SET PROBLEM »
Omit every picture and output the rest of the records exactly as they are.

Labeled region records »
• • •
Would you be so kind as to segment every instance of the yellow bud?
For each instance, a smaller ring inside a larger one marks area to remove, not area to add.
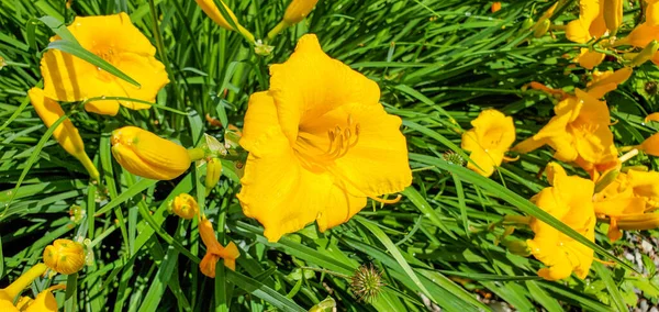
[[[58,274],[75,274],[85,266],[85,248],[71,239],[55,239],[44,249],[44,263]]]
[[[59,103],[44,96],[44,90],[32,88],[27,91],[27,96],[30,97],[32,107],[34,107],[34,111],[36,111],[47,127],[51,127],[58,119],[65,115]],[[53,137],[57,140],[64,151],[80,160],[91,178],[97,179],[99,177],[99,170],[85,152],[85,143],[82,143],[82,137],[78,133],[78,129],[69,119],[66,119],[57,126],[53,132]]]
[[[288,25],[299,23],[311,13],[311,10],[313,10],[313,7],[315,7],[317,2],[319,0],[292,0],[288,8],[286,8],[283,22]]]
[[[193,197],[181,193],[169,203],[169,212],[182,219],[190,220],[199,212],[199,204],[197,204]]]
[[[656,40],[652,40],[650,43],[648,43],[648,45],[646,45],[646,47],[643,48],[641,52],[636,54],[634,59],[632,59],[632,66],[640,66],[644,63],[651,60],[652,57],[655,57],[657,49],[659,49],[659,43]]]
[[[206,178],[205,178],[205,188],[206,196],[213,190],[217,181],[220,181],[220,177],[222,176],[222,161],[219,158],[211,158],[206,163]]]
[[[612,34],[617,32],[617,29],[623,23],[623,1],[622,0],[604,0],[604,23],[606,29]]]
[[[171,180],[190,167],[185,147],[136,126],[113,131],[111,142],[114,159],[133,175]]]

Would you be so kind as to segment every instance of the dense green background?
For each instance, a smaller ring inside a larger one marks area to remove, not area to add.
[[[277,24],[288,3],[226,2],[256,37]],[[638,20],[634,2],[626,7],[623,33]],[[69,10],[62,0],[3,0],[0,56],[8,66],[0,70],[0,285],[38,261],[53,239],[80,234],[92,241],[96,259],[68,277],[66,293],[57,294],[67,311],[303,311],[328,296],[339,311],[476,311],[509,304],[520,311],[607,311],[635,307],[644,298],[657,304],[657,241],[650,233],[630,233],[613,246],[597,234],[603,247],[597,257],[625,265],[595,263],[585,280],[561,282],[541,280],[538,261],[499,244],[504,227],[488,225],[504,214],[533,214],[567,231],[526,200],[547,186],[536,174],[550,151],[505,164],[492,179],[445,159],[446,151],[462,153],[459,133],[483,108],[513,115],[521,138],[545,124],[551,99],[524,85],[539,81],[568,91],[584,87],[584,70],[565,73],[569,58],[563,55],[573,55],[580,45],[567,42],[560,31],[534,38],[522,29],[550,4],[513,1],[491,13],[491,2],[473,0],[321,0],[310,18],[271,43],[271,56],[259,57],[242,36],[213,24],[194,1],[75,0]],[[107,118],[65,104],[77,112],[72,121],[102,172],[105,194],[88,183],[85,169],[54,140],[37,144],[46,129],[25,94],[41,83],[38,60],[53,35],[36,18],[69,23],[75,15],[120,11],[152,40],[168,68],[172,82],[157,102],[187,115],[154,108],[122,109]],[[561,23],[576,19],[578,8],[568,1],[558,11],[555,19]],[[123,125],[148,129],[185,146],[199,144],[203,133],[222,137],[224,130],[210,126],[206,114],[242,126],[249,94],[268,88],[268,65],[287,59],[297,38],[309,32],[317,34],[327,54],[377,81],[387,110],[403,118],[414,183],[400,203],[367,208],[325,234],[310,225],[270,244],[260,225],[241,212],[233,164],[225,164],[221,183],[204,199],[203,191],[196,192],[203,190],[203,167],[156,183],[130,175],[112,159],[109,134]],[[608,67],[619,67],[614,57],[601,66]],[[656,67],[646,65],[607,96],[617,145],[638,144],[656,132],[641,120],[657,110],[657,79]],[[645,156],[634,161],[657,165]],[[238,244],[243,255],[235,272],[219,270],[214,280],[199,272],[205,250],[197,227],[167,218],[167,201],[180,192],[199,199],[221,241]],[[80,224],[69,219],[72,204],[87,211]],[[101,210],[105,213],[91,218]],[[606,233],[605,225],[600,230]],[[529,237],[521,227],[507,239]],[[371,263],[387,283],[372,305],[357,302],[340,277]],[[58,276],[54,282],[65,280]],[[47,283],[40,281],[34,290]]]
• • •
RESULT »
Would you be so kind as to segment every instance of the yellow bud?
For each instance, a smaller ring inside a larger one marks area to remove, not area to add.
[[[58,274],[75,274],[85,266],[85,248],[71,239],[55,239],[44,249],[44,263]]]
[[[59,103],[44,96],[44,90],[32,88],[27,91],[27,96],[30,97],[32,107],[34,107],[34,111],[36,111],[47,127],[51,127],[58,119],[65,115]],[[53,137],[57,140],[64,151],[80,160],[91,178],[97,179],[99,177],[99,170],[85,152],[85,143],[82,143],[82,137],[78,133],[78,129],[69,119],[66,119],[57,126],[53,132]]]
[[[288,25],[299,23],[311,13],[311,10],[313,10],[313,7],[315,7],[317,2],[319,0],[292,0],[288,8],[286,8],[283,22]]]
[[[193,197],[181,193],[169,203],[169,212],[182,219],[190,220],[199,212],[199,204],[197,204]]]
[[[656,40],[652,40],[650,43],[648,43],[648,45],[646,45],[646,47],[643,48],[641,52],[636,54],[634,59],[632,59],[632,66],[640,66],[644,63],[651,60],[652,57],[655,57],[657,49],[659,49],[659,43]]]
[[[206,178],[205,178],[205,188],[206,196],[213,190],[217,181],[220,181],[220,177],[222,176],[222,161],[219,158],[211,158],[206,163]]]
[[[612,34],[617,32],[617,29],[623,23],[623,1],[622,0],[604,0],[604,23],[606,29]]]
[[[171,180],[190,167],[185,147],[136,126],[113,131],[111,142],[114,159],[133,175]]]

Would you be so kind as to segment every instance of the dense green background?
For each instance, a smaller ring inside a larger one marks area to remove, not area to add.
[[[277,24],[288,3],[226,2],[256,37]],[[638,20],[634,2],[626,7],[623,33]],[[69,10],[62,0],[3,0],[0,56],[8,66],[0,70],[0,285],[38,261],[53,239],[80,234],[92,241],[96,259],[68,277],[66,293],[57,294],[67,311],[303,311],[328,296],[339,311],[476,311],[509,304],[520,311],[607,311],[635,307],[644,298],[657,304],[657,241],[650,233],[630,233],[613,246],[597,234],[603,247],[597,257],[625,265],[595,263],[585,280],[561,282],[541,280],[538,261],[499,244],[504,227],[488,225],[504,214],[533,214],[567,231],[526,200],[547,186],[536,174],[550,151],[505,164],[492,179],[445,159],[446,151],[462,153],[459,133],[483,108],[513,115],[521,138],[545,124],[551,99],[524,85],[539,81],[568,91],[584,87],[584,70],[565,73],[569,58],[563,55],[573,55],[580,45],[567,42],[560,31],[534,38],[522,29],[550,4],[513,1],[491,13],[491,2],[473,0],[321,0],[310,18],[271,43],[271,56],[259,57],[242,36],[213,24],[194,1],[75,0]],[[107,118],[65,104],[77,112],[72,121],[102,172],[105,194],[88,183],[85,169],[54,140],[37,144],[46,129],[25,94],[41,83],[38,60],[53,35],[36,18],[69,23],[75,15],[120,11],[152,40],[168,68],[172,82],[157,102],[187,115],[154,108],[122,109]],[[561,23],[576,19],[578,8],[568,1],[558,11],[555,19]],[[123,125],[148,129],[185,146],[199,144],[203,133],[222,137],[224,130],[210,126],[206,114],[242,126],[249,94],[268,88],[268,65],[287,59],[297,38],[309,32],[317,34],[327,54],[377,81],[387,110],[403,118],[414,183],[400,203],[367,208],[325,234],[310,225],[270,244],[260,225],[241,212],[233,164],[225,164],[221,183],[204,199],[203,191],[196,192],[203,190],[203,167],[156,183],[130,175],[112,159],[109,134]],[[608,67],[619,67],[614,57],[601,66]],[[656,67],[646,65],[607,96],[617,145],[638,144],[656,132],[641,120],[657,110],[657,79]],[[645,156],[634,161],[657,165]],[[238,244],[243,255],[235,272],[219,270],[214,280],[199,272],[205,250],[197,227],[167,218],[167,201],[180,192],[199,199],[221,241]],[[80,224],[69,219],[72,204],[87,211]],[[101,210],[105,213],[91,218]],[[606,233],[605,225],[600,230]],[[529,237],[521,227],[507,239]],[[371,263],[387,283],[372,305],[357,302],[340,277]],[[58,276],[54,282],[65,280]],[[47,283],[40,281],[34,290]]]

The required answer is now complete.